'''

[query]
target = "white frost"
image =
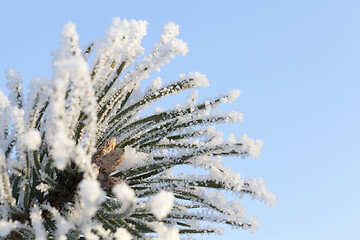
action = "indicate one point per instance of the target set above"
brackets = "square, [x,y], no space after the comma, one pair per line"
[161,204]
[32,139]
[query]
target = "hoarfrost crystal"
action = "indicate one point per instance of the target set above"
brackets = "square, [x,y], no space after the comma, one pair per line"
[89,154]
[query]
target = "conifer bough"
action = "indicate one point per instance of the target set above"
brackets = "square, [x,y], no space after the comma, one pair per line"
[80,158]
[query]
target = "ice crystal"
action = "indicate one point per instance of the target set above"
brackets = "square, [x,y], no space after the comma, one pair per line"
[82,157]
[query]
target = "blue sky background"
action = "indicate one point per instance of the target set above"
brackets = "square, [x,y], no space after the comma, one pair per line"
[298,67]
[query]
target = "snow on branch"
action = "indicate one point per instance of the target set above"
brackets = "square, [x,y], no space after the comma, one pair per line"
[89,155]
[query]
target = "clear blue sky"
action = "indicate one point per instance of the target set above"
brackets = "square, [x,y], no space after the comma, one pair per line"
[297,64]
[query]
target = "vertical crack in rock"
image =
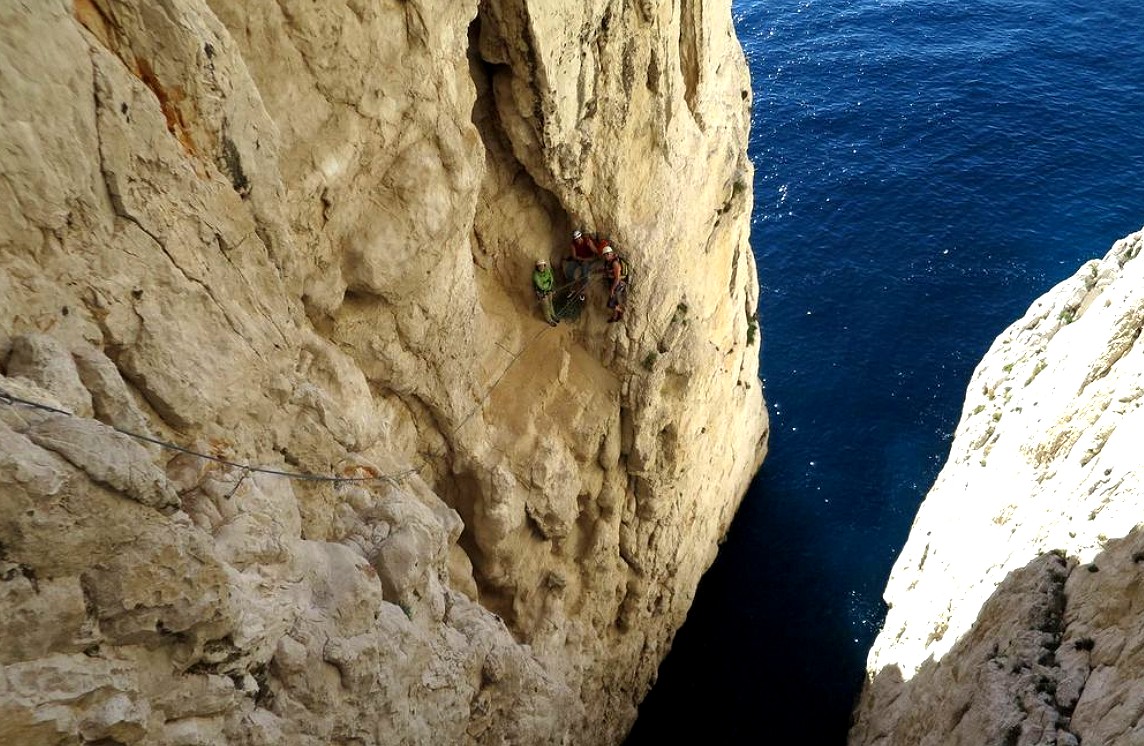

'''

**EXERCISE AIM**
Scan the entries above for the word "blue" and collect each line holding it.

**SOLUTION FOR THIS EXERCISE**
target = "blue sky background"
target = "clear blue sky"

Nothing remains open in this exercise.